Document excerpt -
◆ ◆ ◆ ◆ ◆

Machine learning pipelines: Node classification

This Jupyter notebook is hosted here in the Neo4j Graph Data Science Client Github repository.

The notebook shows the usage of GDS machine learning pipelines with the Python client and the well-known Cora dataset.

The task we cover here is a typical use case in graph machine learning: the classification of nodes given a graph and some node features.

1. Setup

We need a dedicated environment where Neo4j and GDS are available, for example a fresh AuraDS instance (which comes with GDS preinstalled) or Neo4j Desktop with a dedicated database.

Please note that we will be writing to and deleting data from Neo4j.

Once the credentials to access this environment are available, we can install the graphdatascience package and import the client class.

◆ ◆ ◆ ◆ ◆

Supplied data -
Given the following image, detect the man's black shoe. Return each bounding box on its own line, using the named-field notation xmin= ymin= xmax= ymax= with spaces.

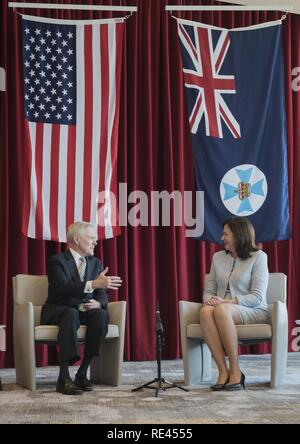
xmin=74 ymin=373 xmax=94 ymax=392
xmin=56 ymin=378 xmax=82 ymax=395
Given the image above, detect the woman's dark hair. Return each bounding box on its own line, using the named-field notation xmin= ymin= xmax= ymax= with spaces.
xmin=222 ymin=217 xmax=258 ymax=259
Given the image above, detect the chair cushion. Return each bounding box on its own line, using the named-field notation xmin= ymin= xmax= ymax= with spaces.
xmin=34 ymin=324 xmax=119 ymax=342
xmin=187 ymin=324 xmax=272 ymax=340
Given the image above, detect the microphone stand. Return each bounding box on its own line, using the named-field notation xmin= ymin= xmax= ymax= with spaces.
xmin=132 ymin=301 xmax=189 ymax=397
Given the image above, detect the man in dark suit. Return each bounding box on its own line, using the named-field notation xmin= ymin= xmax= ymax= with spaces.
xmin=41 ymin=222 xmax=122 ymax=395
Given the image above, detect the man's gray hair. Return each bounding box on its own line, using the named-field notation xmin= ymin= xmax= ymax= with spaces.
xmin=67 ymin=222 xmax=95 ymax=242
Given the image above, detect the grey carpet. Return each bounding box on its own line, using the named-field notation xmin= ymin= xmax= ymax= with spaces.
xmin=0 ymin=353 xmax=300 ymax=424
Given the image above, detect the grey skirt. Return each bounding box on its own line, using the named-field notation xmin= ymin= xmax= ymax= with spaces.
xmin=234 ymin=305 xmax=270 ymax=324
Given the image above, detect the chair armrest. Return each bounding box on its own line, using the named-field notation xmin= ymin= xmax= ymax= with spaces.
xmin=179 ymin=301 xmax=202 ymax=326
xmin=107 ymin=301 xmax=126 ymax=325
xmin=271 ymin=301 xmax=288 ymax=340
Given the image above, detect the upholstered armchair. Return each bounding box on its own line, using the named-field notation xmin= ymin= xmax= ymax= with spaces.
xmin=13 ymin=274 xmax=126 ymax=390
xmin=179 ymin=273 xmax=288 ymax=387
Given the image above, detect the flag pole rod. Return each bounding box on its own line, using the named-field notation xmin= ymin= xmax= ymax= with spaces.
xmin=8 ymin=2 xmax=137 ymax=13
xmin=165 ymin=5 xmax=293 ymax=12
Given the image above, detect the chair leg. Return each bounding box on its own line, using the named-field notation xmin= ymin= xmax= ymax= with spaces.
xmin=183 ymin=339 xmax=211 ymax=385
xmin=90 ymin=338 xmax=123 ymax=386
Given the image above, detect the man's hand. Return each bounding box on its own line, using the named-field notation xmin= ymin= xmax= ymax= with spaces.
xmin=205 ymin=296 xmax=224 ymax=307
xmin=92 ymin=267 xmax=122 ymax=290
xmin=82 ymin=299 xmax=100 ymax=311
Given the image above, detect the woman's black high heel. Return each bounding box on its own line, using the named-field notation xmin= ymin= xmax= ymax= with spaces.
xmin=210 ymin=378 xmax=229 ymax=392
xmin=225 ymin=372 xmax=246 ymax=391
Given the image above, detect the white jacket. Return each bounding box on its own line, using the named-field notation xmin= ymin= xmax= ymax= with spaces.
xmin=203 ymin=250 xmax=269 ymax=310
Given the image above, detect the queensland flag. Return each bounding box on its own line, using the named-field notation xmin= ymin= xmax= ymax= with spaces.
xmin=178 ymin=20 xmax=290 ymax=242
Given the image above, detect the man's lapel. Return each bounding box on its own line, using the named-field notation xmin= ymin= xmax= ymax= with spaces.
xmin=64 ymin=250 xmax=80 ymax=281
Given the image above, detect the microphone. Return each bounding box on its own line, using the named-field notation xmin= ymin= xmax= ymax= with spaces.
xmin=156 ymin=301 xmax=164 ymax=335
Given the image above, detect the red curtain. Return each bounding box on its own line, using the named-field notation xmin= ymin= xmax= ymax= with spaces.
xmin=0 ymin=0 xmax=300 ymax=367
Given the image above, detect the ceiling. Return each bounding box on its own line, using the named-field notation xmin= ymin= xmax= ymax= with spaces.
xmin=220 ymin=0 xmax=300 ymax=14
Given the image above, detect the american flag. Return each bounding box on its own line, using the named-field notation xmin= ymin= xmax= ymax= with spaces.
xmin=22 ymin=16 xmax=124 ymax=242
xmin=178 ymin=22 xmax=241 ymax=138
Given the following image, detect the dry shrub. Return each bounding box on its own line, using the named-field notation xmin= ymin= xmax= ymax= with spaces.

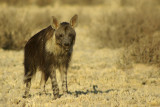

◆ ◆ ◆ ◆ ◆

Task set -
1/ In the node classification notebook text, which dataset is used with the Python client?
2/ Carry the node classification notebook text forward from its final sentence.

Set of answers -
1/ The well-known Cora dataset.

2/
%pip install graphdatascience

import os

from graphdatascience import GraphDataScience

When using a local Neo4j setup, the default connection URI is bolt://localhost:7687; when using AuraDS, instead, the connection URI is slightly different as it uses the neo4j+s protocol. In this case, the client should also include the aura_ds=True flag to enable AuraDS-recommended settings. Check the Neo4j GDS Client docs for more details.

# Get Neo4j DB URI, credentials and name from environment if applicable
NEO4J_URI = os.environ.get("NEO4J_URI", "bolt://localhost:7687")
NEO4J_AUTH = None
NEO4J_DB = os.environ.get("NEO4J_DB", "neo4j")
if os.environ.get("NEO4J_USER") and os.environ.get("NEO4J_PASSWORD"):
    NEO4J_AUTH = (
        os.environ.get("NEO4J_USER"),
        os.environ.get("NEO4J_PASSWORD"),
    )
gds = GraphDataScience(NEO4J_URI, auth=NEO4J_AUTH, database=NEO4J_DB)

# On AuraDS:
#
# gds = GraphDataScience(NEO4J_URI, auth=NEO4J_AUTH, database=NEO4J_DB, aura_ds=True)

We also need to check that the version of the GDS library is 2.5.0 or newer.

from graphdatascience import ServerVersion

assert gds.server_version() >= ServerVersion(2, 5, 0)

Finally, we import json to help in writing the Cypher queries used to load the data, and numpy and pandas for further data processing.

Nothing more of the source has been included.